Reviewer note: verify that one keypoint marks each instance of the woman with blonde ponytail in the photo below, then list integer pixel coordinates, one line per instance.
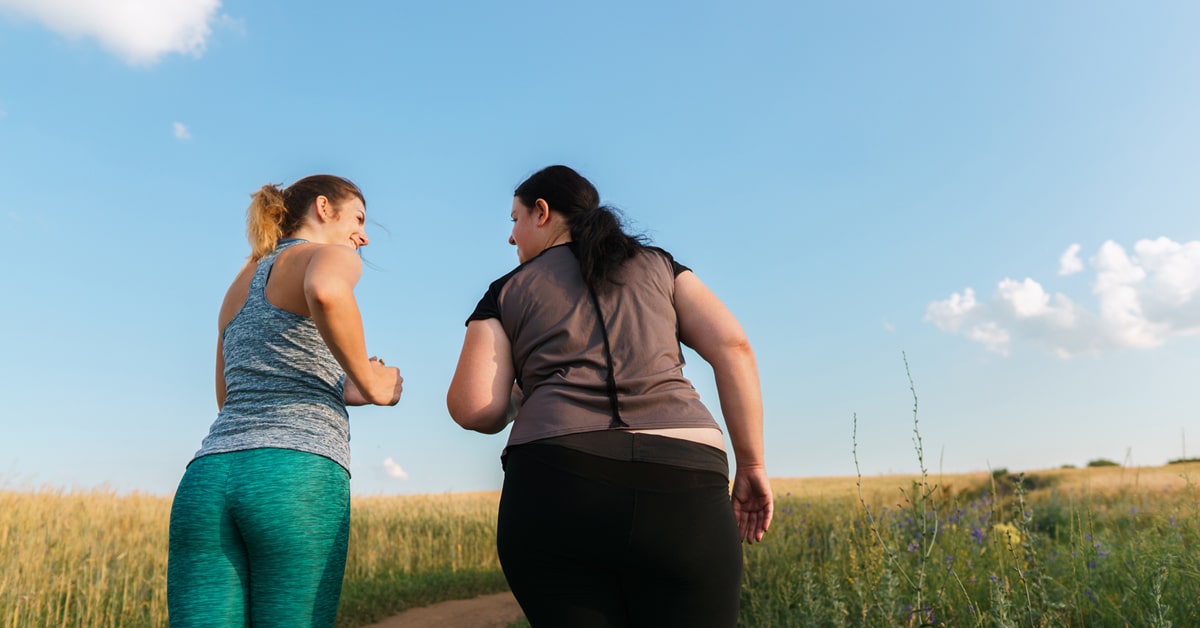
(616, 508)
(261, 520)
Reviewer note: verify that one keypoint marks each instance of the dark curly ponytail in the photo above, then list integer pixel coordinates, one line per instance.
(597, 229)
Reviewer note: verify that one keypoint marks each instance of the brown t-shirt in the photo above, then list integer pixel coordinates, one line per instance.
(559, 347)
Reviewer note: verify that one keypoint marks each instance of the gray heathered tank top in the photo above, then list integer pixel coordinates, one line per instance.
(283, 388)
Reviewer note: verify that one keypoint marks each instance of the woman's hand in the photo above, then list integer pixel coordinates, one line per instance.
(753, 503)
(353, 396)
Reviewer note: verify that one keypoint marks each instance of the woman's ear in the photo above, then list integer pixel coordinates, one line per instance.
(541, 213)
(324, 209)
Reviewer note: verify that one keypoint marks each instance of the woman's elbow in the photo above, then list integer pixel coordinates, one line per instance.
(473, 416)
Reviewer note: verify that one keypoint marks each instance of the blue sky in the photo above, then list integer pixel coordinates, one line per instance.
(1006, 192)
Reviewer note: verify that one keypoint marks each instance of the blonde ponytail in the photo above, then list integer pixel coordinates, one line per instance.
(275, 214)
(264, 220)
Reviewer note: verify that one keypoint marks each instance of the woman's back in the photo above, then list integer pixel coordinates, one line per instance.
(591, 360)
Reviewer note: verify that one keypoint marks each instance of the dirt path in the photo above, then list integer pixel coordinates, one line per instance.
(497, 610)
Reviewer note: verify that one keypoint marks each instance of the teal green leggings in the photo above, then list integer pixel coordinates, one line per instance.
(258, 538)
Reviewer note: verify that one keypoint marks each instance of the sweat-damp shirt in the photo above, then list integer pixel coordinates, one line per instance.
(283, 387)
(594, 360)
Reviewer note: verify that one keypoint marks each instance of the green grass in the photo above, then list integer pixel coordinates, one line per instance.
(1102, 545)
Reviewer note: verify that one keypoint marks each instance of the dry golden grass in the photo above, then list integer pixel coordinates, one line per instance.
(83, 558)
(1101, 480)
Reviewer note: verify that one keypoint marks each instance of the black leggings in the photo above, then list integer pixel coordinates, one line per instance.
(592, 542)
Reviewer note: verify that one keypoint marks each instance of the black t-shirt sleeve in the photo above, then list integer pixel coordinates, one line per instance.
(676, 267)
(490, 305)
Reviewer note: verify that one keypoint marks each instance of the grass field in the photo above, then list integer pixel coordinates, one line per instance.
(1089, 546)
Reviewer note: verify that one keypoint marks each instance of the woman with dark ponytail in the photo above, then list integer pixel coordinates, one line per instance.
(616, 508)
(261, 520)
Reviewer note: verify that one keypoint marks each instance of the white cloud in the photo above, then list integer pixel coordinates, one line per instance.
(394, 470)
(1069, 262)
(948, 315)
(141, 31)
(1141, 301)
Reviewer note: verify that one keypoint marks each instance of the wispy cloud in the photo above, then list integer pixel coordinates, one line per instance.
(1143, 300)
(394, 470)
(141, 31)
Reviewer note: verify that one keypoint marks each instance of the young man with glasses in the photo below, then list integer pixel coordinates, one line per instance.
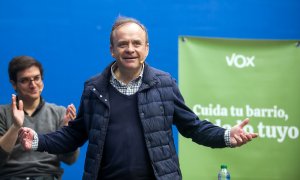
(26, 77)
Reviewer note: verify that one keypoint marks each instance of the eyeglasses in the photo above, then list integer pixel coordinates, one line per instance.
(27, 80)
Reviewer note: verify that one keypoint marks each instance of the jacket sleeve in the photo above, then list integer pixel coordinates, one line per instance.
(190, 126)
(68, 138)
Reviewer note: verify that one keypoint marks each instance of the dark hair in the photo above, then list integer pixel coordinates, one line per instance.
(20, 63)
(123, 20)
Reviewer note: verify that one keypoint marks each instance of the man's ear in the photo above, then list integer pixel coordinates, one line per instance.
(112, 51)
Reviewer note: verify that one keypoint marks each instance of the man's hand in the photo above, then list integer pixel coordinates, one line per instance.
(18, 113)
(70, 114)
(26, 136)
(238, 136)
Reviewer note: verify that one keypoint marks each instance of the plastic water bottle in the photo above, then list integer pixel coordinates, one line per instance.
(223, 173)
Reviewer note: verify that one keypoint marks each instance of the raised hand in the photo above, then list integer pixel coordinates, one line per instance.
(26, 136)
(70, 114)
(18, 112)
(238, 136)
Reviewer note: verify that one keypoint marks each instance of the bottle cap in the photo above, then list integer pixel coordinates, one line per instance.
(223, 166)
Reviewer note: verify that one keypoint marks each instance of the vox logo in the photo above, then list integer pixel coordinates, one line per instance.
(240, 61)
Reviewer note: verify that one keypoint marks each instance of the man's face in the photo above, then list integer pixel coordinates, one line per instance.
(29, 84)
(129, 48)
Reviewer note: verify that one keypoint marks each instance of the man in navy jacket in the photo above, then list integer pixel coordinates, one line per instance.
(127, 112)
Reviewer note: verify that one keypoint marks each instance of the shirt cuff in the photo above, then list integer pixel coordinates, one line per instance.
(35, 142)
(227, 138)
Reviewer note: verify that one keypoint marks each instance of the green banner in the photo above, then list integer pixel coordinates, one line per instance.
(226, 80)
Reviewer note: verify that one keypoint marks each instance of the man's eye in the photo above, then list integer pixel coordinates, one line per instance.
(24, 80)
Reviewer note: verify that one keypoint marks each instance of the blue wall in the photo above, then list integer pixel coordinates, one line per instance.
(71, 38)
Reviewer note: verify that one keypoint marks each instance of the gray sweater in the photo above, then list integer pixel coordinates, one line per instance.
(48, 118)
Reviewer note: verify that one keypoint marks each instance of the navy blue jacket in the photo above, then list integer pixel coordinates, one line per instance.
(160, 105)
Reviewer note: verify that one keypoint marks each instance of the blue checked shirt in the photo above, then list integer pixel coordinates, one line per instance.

══════════════════════════════

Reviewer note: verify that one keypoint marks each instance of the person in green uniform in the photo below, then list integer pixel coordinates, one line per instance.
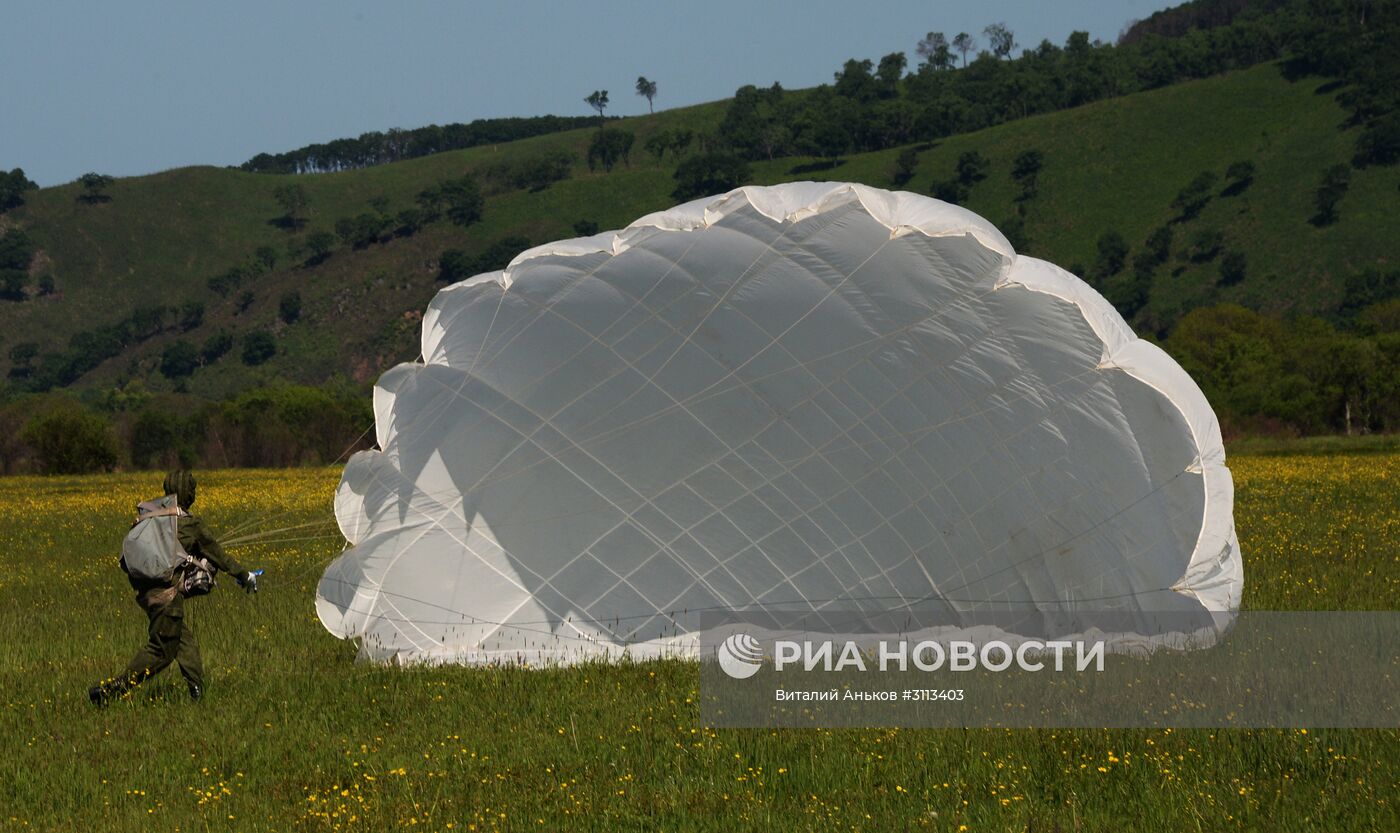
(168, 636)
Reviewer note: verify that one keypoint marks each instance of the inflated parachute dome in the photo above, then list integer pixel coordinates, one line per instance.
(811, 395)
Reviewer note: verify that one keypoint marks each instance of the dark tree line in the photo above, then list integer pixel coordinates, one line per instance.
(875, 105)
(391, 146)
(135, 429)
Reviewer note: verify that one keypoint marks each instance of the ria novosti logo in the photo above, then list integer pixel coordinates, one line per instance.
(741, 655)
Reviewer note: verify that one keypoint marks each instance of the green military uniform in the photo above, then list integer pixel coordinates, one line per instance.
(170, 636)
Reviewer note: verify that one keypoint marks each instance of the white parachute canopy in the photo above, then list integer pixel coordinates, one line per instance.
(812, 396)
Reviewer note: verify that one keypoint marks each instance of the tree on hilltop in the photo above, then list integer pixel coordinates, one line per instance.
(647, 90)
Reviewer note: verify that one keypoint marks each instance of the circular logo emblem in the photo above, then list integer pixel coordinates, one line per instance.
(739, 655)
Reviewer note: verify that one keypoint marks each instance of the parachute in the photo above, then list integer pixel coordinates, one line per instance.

══════════════════════════════

■ What needs to be done
Starting at the line above that contains "the gray sweater", write out each line exactly until the line that contains "the blue checked" has been written, and stop there.

■ Response to the task
Reviewer note: verify that one keypoint marks each instance of the gray sweater in the photo above, then list integer pixel coordinates, one line per instance.
(48, 118)
Reviewer note: verify that one keypoint marks each instance of the navy blue jacket in the photo above, then list integer pixel coordinates, one line per instance.
(160, 105)
Reviewer note: verify that one keypoint marks each instance of the blue checked shirt in the photo above, then list integer pixel coordinates, one line per instance.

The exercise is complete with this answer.